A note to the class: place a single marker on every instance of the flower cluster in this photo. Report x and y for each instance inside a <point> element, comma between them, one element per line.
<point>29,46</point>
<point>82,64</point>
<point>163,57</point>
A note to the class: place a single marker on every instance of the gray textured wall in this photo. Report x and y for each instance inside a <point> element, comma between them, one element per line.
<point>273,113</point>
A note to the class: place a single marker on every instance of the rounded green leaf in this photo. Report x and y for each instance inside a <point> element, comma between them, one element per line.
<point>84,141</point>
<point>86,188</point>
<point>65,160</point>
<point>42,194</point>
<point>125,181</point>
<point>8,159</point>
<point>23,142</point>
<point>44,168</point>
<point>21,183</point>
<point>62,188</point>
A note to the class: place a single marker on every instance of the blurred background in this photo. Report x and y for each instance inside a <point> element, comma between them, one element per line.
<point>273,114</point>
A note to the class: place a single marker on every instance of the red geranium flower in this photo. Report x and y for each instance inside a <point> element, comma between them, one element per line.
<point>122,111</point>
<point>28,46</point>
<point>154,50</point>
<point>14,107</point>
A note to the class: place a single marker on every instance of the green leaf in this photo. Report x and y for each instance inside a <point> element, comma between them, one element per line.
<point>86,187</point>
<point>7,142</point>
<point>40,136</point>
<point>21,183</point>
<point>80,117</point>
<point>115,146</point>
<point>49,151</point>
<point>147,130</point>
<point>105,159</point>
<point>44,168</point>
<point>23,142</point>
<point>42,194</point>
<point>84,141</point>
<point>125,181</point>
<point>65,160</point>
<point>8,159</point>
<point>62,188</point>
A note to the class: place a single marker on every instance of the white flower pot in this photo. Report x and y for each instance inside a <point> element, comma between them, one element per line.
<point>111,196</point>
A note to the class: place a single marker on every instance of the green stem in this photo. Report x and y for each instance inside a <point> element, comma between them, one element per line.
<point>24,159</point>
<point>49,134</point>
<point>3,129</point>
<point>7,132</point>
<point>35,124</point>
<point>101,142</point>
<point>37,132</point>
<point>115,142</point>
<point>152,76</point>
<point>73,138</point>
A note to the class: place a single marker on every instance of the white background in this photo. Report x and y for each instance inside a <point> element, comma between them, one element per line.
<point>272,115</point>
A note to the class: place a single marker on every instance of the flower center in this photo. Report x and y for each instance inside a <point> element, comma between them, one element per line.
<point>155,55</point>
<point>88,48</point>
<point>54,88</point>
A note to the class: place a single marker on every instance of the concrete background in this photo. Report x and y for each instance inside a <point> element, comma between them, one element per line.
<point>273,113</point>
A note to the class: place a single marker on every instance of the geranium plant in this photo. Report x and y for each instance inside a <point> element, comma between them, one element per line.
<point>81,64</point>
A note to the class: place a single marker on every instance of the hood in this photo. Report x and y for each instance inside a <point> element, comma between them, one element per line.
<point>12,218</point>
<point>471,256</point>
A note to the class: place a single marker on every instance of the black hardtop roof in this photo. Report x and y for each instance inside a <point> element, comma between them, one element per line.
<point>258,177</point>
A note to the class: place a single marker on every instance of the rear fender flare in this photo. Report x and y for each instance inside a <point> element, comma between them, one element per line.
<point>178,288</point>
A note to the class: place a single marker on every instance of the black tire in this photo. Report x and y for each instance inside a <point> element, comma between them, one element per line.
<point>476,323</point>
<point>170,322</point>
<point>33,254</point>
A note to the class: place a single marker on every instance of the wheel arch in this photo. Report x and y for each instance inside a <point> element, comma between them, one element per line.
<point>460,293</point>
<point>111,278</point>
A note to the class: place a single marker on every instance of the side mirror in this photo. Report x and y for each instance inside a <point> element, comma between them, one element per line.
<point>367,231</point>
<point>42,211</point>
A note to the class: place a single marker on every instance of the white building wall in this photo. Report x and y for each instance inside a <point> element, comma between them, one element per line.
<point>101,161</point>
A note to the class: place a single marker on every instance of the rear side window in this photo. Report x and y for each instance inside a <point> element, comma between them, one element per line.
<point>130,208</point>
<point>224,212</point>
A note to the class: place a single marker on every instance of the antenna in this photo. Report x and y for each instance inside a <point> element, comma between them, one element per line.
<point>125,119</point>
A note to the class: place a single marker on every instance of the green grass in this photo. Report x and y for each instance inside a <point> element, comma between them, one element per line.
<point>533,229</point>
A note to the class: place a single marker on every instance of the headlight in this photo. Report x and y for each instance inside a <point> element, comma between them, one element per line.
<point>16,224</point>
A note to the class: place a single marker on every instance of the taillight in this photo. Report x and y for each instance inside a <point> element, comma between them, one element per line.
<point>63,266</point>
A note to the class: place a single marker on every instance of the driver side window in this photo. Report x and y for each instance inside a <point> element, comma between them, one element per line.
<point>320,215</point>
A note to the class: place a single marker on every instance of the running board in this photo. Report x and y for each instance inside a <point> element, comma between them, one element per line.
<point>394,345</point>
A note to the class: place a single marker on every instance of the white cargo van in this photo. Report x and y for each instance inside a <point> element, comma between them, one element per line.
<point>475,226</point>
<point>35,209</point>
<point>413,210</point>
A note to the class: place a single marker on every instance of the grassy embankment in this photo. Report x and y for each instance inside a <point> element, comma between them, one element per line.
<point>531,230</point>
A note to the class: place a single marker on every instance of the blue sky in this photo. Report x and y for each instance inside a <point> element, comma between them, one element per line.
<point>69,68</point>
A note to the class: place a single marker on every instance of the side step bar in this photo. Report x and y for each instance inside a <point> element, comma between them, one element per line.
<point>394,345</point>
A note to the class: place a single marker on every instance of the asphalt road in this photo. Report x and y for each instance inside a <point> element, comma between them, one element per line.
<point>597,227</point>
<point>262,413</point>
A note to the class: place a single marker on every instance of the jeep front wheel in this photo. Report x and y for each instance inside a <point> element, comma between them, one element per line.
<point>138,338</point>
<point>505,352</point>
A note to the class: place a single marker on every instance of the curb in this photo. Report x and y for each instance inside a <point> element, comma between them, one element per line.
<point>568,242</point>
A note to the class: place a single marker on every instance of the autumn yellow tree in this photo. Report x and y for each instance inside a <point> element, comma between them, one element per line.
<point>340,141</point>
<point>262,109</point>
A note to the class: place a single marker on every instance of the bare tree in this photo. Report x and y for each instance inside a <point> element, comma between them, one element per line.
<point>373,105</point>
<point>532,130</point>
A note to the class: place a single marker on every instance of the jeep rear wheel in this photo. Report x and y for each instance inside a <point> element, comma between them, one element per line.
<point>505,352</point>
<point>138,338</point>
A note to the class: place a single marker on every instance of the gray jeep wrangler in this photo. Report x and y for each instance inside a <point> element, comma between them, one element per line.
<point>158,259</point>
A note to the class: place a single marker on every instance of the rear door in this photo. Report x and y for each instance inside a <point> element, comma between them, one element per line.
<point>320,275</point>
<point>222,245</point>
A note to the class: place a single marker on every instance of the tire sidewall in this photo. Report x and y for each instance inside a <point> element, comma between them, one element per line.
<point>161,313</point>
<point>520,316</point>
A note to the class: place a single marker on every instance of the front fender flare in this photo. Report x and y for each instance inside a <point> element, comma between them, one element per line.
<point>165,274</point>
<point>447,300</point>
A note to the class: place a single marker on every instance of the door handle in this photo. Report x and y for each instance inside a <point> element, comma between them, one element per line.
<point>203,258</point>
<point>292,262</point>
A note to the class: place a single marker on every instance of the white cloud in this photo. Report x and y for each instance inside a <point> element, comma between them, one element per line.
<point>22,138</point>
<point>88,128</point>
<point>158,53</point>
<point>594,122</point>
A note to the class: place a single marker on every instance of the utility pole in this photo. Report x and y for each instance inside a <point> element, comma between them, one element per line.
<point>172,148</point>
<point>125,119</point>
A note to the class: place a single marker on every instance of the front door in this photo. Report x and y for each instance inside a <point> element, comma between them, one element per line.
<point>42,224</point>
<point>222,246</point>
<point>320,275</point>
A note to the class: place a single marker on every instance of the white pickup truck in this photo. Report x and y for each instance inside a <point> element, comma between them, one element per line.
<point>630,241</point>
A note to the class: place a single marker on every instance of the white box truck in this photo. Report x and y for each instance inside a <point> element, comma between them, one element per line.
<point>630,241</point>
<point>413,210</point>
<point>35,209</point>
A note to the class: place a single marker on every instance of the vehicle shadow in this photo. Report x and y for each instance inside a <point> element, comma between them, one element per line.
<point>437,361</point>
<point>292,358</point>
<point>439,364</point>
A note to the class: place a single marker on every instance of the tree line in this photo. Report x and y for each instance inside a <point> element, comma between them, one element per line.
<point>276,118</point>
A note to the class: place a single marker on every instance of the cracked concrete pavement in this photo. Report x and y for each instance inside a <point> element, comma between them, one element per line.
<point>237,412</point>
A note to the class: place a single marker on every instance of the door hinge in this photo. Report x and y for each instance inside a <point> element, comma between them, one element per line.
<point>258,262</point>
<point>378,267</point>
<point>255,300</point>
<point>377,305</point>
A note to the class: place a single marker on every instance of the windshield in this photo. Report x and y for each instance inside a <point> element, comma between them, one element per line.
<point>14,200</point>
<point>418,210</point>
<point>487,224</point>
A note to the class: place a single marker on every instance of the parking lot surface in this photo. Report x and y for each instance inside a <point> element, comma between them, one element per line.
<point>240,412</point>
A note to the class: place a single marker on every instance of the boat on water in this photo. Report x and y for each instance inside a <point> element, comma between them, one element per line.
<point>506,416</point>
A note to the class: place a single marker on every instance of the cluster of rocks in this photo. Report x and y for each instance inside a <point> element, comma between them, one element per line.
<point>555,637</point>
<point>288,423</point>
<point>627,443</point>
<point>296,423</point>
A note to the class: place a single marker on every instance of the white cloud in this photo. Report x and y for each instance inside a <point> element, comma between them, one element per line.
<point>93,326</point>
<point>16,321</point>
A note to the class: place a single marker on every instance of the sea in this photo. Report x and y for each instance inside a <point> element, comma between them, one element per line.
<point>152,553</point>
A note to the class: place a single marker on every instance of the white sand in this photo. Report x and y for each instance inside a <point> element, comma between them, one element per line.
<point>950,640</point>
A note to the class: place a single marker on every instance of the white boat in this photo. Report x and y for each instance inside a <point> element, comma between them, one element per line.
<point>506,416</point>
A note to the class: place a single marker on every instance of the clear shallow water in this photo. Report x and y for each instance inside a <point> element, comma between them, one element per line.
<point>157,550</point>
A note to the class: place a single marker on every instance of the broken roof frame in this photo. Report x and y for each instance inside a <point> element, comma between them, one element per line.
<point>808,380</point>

_TASK_: Can you copy the lines above, unchanged, from the line containing "of the wheel" through the line containing "<point>42,211</point>"?

_EXERCISE RESULT_:
A note to the class: place a single marker on every instance of the wheel arch in this photo. Report x and y for each instance inside a <point> element, comma between them, one element per line.
<point>460,293</point>
<point>111,278</point>
A note to the class: place a single marker on every instance of the side mirror in this photo. Report x and y for each instance inside a <point> element, comma between them, one element per line.
<point>367,231</point>
<point>42,211</point>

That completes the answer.